■ **Short task**
Starting at the line that contains "Indicate the road" and continuing through the end of the material, turn those lines into a Markdown table with the columns Row and Line. Number each line and leave out blank lines.

■ **Items**
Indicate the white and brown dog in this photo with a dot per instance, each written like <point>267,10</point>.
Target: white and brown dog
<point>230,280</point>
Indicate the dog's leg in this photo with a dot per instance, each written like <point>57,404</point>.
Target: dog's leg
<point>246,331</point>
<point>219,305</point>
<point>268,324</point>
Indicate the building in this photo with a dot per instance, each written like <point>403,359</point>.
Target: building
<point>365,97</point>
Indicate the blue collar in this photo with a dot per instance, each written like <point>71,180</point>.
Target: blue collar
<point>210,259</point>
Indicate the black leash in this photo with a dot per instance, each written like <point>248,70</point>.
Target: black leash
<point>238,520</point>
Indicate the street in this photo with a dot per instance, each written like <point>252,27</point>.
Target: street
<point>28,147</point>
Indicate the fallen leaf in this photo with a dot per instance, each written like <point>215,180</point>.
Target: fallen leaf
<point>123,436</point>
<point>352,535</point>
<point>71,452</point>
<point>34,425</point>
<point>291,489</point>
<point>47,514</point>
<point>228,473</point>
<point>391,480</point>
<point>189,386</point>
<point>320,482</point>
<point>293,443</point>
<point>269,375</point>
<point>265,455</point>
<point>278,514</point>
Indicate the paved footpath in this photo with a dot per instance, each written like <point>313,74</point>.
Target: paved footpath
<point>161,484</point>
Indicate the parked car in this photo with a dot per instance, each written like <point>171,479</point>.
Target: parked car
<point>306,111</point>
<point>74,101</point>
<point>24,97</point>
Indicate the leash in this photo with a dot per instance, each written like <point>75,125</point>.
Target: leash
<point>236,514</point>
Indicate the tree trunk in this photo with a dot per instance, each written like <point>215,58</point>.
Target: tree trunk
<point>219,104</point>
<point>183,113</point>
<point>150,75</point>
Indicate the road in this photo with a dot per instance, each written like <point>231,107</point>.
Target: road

■ **Full answer**
| Row | Line |
|---|---|
| 1 | Indicate the road in this photo with a dot per instance, each written like <point>231,107</point>. |
| 2 | Target: road |